**** Extracted material ****

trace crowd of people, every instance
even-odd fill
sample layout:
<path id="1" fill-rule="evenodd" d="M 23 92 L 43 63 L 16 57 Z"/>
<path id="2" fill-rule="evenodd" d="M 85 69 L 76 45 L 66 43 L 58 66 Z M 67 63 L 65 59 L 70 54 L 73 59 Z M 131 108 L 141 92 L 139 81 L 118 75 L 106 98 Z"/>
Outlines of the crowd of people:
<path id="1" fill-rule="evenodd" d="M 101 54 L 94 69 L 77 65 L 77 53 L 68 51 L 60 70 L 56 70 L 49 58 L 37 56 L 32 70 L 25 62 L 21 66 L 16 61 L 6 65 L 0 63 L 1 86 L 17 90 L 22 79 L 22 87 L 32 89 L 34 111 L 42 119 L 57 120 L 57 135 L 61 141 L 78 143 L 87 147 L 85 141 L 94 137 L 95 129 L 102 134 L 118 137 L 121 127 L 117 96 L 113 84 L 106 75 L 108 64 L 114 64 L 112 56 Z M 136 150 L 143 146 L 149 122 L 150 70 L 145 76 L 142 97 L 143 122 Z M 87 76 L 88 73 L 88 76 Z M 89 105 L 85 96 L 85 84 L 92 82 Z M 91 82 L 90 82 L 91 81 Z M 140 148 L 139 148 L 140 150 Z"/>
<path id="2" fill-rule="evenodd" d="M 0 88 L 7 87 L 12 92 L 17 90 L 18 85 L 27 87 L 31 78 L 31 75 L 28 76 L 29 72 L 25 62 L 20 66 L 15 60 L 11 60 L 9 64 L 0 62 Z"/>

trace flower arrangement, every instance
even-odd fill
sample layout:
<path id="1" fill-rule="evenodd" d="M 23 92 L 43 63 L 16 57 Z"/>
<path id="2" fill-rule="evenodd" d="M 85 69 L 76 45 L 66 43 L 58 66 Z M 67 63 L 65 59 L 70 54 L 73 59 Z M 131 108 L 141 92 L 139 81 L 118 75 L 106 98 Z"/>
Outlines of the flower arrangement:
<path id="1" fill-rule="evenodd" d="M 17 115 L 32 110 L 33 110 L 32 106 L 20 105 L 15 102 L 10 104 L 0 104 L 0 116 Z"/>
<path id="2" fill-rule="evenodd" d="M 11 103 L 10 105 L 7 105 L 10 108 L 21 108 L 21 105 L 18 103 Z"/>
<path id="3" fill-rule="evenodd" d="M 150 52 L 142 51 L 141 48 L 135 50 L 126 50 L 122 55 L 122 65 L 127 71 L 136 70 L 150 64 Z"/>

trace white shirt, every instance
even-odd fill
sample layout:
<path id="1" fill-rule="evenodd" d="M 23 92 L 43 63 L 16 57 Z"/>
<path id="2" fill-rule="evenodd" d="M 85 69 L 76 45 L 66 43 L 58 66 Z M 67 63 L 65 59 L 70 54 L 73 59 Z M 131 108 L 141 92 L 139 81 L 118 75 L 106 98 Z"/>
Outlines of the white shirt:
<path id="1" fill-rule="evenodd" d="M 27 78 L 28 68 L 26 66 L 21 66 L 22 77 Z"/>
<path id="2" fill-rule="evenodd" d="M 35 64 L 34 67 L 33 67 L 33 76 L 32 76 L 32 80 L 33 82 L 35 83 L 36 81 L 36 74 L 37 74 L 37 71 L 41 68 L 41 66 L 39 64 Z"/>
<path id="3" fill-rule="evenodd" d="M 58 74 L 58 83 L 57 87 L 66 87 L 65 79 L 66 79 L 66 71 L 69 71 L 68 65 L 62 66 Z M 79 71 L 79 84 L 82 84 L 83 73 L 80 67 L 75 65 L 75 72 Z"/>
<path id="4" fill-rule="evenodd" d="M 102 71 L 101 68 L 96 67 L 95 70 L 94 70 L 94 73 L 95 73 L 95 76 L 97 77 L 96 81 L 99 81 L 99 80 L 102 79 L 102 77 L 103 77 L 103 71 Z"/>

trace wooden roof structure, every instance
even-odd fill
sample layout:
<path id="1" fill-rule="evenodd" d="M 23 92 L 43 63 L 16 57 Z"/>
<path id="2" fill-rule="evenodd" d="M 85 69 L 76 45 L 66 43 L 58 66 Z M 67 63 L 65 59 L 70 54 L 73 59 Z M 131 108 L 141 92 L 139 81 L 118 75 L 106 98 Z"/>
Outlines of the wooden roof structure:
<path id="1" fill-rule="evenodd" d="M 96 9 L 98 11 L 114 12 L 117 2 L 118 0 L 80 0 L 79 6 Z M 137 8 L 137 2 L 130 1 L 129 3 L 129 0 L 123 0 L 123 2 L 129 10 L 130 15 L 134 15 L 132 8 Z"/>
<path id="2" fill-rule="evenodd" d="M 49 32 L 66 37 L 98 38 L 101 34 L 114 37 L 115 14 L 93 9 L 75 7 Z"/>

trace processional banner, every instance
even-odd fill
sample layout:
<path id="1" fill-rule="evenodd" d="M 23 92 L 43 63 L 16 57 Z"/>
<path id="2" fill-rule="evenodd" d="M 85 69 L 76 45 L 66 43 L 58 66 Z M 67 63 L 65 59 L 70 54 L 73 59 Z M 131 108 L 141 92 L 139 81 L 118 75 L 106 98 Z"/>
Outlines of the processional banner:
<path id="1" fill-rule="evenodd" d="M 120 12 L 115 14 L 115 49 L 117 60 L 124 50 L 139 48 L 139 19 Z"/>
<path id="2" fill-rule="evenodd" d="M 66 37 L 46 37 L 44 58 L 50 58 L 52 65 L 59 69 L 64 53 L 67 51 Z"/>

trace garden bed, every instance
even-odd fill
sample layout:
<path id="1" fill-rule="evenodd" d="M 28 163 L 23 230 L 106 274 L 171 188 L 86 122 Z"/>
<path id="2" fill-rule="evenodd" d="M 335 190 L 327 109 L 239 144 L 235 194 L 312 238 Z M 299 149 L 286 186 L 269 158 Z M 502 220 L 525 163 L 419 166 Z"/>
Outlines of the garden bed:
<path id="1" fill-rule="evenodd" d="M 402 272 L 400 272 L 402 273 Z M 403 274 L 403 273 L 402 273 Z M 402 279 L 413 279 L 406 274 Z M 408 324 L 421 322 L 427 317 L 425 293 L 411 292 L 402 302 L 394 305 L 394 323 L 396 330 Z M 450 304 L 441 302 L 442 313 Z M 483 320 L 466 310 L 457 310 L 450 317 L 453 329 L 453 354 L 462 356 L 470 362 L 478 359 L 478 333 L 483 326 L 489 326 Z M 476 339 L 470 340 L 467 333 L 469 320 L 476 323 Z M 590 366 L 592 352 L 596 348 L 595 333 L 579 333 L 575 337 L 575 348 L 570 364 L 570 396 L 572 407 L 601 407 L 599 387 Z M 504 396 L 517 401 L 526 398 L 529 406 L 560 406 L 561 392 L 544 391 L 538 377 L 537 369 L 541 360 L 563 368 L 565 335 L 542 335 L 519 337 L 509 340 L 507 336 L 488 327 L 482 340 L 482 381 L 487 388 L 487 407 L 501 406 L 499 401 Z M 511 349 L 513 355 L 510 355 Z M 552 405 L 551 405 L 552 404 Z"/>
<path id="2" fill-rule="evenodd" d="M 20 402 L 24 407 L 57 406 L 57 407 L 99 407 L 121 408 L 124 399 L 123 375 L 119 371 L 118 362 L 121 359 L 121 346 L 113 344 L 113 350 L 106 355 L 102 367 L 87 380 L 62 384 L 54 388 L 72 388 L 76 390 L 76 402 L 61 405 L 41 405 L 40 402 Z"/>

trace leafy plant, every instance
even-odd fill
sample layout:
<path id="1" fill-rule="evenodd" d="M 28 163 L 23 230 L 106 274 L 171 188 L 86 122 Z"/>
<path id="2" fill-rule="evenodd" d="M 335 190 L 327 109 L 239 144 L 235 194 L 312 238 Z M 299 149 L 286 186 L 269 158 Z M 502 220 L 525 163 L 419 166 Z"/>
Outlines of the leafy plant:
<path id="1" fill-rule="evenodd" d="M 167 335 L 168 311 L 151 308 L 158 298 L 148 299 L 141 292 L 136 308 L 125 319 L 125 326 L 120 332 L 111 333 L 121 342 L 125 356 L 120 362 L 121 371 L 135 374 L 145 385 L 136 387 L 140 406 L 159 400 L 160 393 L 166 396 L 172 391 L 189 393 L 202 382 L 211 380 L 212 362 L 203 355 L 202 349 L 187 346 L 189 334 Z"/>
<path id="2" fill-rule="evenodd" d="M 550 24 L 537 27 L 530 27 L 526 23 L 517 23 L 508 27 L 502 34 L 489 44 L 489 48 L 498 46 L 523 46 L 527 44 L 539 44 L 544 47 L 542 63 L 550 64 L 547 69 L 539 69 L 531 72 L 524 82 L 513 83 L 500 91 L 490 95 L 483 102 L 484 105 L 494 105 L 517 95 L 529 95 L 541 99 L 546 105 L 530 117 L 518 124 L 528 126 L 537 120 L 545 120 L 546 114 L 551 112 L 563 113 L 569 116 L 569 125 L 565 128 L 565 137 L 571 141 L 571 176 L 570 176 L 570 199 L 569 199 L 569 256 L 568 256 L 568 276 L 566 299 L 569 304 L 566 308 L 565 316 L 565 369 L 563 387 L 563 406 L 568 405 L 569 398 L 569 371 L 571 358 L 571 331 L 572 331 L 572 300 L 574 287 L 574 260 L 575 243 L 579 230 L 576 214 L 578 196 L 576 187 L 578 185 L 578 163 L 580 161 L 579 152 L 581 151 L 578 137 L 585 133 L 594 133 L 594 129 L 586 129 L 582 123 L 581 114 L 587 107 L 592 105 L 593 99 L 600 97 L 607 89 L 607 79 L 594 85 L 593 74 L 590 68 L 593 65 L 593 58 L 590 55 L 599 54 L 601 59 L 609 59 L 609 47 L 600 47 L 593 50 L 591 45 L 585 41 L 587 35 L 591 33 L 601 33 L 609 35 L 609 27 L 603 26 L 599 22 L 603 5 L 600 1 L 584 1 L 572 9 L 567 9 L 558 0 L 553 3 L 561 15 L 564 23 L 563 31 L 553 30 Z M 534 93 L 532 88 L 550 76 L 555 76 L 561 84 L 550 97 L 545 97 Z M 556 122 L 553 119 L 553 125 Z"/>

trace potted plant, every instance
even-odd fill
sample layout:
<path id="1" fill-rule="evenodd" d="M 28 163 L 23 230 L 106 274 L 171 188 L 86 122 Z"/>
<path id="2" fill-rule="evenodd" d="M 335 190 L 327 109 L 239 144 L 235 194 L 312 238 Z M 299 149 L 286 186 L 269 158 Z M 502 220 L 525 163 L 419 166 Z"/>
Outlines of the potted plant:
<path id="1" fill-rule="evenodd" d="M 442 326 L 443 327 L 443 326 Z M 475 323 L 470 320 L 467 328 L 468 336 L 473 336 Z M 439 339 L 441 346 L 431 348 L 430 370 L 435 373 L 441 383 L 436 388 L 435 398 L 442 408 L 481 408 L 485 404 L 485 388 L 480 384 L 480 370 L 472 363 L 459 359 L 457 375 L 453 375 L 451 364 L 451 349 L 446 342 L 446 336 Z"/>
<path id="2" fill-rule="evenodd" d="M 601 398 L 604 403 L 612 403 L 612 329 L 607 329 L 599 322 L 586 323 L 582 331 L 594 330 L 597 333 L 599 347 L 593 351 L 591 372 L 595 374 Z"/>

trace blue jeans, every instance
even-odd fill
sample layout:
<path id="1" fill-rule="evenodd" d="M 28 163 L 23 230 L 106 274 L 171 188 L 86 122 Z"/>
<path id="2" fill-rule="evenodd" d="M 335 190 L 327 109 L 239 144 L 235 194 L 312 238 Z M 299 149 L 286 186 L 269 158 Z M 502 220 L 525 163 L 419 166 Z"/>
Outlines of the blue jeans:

****

Exercise prompt: Copy each line above that contains the word "jeans".

Task result:
trace blue jeans, every instance
Outlines of the blue jeans:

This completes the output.